**THE RECORDS:**

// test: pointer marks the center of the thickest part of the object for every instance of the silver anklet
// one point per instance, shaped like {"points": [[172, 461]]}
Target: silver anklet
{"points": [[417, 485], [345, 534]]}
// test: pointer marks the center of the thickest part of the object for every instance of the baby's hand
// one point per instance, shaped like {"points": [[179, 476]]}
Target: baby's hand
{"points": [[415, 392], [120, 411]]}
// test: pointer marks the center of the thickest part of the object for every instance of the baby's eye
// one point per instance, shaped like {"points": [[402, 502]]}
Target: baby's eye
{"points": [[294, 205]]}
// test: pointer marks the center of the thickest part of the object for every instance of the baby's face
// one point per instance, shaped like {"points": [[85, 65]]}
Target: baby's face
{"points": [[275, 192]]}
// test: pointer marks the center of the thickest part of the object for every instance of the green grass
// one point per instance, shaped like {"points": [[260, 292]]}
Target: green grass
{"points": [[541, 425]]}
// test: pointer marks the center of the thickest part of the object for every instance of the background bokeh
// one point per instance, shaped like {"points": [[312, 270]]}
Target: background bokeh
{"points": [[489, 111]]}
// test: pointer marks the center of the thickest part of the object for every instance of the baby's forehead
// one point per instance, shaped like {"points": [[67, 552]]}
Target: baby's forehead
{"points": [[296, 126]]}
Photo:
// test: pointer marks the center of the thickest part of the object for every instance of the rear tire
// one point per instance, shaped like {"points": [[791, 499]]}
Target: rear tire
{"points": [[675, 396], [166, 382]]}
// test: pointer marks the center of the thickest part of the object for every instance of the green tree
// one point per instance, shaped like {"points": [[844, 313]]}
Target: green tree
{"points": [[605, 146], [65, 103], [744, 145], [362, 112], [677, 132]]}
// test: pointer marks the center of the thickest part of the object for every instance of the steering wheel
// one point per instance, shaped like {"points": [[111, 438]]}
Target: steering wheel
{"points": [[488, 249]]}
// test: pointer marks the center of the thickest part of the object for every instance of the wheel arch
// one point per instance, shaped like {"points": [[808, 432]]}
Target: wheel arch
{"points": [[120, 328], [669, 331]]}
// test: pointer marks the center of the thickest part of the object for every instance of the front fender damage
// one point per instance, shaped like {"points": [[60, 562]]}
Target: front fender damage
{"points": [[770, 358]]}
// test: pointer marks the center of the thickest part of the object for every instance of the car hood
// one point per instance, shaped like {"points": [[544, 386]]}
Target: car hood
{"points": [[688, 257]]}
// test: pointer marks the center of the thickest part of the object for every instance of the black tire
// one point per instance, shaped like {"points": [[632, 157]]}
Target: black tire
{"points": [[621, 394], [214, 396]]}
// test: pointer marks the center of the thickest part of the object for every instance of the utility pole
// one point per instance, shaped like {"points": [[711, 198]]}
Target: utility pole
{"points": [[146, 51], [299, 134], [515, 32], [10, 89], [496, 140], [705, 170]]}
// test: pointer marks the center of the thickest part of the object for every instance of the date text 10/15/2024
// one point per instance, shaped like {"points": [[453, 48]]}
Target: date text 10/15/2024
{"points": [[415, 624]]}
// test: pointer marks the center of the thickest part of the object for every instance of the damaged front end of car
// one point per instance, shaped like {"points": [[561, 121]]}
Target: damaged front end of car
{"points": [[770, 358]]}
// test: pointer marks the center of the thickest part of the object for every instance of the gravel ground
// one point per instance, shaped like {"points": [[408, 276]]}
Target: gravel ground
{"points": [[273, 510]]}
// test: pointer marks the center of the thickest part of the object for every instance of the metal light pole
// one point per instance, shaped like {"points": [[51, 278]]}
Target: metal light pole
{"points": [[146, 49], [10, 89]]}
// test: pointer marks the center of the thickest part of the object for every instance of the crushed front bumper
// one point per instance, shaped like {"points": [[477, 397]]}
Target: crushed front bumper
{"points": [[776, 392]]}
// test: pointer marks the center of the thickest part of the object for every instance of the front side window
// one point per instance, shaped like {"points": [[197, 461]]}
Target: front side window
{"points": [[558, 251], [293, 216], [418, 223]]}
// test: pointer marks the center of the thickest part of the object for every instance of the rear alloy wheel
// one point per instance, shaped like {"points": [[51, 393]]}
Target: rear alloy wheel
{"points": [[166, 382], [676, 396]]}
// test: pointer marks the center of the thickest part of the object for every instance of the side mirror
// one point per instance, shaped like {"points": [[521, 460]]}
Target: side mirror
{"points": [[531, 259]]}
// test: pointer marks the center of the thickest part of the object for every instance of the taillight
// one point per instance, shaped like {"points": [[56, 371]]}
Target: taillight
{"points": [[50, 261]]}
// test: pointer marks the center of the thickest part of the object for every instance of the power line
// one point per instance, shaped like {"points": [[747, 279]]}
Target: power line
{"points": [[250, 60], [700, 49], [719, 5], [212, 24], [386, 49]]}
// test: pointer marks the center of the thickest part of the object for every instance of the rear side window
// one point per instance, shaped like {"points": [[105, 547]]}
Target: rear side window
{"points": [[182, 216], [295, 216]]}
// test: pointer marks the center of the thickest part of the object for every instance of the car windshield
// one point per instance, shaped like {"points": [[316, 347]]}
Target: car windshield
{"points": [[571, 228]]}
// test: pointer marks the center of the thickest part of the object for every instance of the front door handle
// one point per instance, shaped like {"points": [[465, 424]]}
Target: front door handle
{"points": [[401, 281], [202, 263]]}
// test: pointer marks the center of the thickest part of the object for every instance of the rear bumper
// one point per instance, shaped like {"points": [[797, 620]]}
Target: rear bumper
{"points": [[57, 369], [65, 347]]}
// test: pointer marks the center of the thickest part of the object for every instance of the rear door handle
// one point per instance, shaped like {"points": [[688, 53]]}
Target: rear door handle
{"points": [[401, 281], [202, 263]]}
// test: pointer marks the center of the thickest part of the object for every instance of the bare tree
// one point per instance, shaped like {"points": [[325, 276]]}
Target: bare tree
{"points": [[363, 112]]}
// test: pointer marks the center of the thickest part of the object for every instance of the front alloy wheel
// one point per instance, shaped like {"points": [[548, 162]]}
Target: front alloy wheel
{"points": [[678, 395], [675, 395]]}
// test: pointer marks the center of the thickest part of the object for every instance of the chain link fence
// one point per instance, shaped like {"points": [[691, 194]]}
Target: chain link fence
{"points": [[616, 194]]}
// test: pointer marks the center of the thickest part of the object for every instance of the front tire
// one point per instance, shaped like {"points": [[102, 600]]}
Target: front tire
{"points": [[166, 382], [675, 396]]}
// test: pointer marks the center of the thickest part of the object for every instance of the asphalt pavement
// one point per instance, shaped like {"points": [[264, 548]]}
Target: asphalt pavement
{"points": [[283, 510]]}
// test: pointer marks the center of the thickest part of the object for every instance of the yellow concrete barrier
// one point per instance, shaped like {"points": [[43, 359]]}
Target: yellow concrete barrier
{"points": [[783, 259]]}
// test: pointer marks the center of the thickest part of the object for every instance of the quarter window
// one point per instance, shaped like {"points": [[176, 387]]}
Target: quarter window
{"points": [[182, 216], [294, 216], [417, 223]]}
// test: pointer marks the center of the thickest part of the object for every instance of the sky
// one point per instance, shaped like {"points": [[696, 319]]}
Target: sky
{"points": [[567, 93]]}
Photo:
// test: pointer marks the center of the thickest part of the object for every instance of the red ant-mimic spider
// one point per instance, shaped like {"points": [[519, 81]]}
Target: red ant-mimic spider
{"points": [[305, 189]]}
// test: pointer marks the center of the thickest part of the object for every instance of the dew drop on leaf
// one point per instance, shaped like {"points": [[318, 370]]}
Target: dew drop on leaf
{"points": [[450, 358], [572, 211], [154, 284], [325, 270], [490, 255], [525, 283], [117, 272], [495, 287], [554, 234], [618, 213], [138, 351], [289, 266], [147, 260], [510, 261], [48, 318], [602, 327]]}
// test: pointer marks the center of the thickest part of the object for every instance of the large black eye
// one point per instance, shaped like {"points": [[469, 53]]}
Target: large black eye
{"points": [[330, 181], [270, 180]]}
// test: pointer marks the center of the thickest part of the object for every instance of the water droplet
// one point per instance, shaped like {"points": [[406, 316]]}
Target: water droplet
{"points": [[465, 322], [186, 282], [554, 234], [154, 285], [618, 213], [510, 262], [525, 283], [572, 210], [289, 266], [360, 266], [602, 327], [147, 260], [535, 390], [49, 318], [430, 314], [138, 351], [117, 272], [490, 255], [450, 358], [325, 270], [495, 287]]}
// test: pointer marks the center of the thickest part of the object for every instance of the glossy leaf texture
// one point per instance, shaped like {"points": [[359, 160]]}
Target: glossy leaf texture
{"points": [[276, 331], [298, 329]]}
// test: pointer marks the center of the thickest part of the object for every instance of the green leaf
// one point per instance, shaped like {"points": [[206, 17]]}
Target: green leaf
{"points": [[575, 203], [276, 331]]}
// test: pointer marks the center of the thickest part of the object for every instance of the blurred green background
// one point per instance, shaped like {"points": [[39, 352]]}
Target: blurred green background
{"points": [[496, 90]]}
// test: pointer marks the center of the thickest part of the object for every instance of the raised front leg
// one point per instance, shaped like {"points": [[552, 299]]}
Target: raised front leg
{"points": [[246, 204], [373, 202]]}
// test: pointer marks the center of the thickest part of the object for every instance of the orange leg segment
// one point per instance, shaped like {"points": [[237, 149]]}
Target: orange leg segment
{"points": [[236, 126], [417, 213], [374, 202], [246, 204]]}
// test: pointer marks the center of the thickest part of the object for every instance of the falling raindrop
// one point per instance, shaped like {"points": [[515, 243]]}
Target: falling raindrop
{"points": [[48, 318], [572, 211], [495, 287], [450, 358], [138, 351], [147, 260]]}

**GOAL OF THE EXERCISE:** Lines from the one containing "the green leaf" through the final line are to be given again verbatim, with nothing before or after.

**WRITTEN ANSWER:**
// test: pointer marks the center of the thickest part of the object for every instance of the green leaf
// one point per instance, shaped like {"points": [[206, 17]]}
Target: green leaf
{"points": [[575, 203], [276, 331]]}
// test: pointer marks the center of the thickest part of the object for every instance of the blurred green background
// one point per instance, shaped like {"points": [[39, 352]]}
Target: blurred green background
{"points": [[496, 90]]}
// test: pointer marks the center of the thickest part of the object for every instance of the raised front leg
// one point per instance, shaped like {"points": [[552, 299]]}
Target: raised front leg
{"points": [[246, 204], [373, 202]]}
// test: pointer marks the center of the thickest part of the object for every instance of the orange leg segment
// one point per instance, shaped like {"points": [[237, 149]]}
Target: orange leg segment
{"points": [[236, 126], [417, 213], [374, 202], [246, 204]]}
// test: pointer marks the center of the thickest part of the object for every instance of the falling raindrop
// one point per instance, shaped like {"points": [[515, 243]]}
Target: falling raindrop
{"points": [[48, 318], [572, 211], [495, 287], [450, 358], [138, 351], [147, 260]]}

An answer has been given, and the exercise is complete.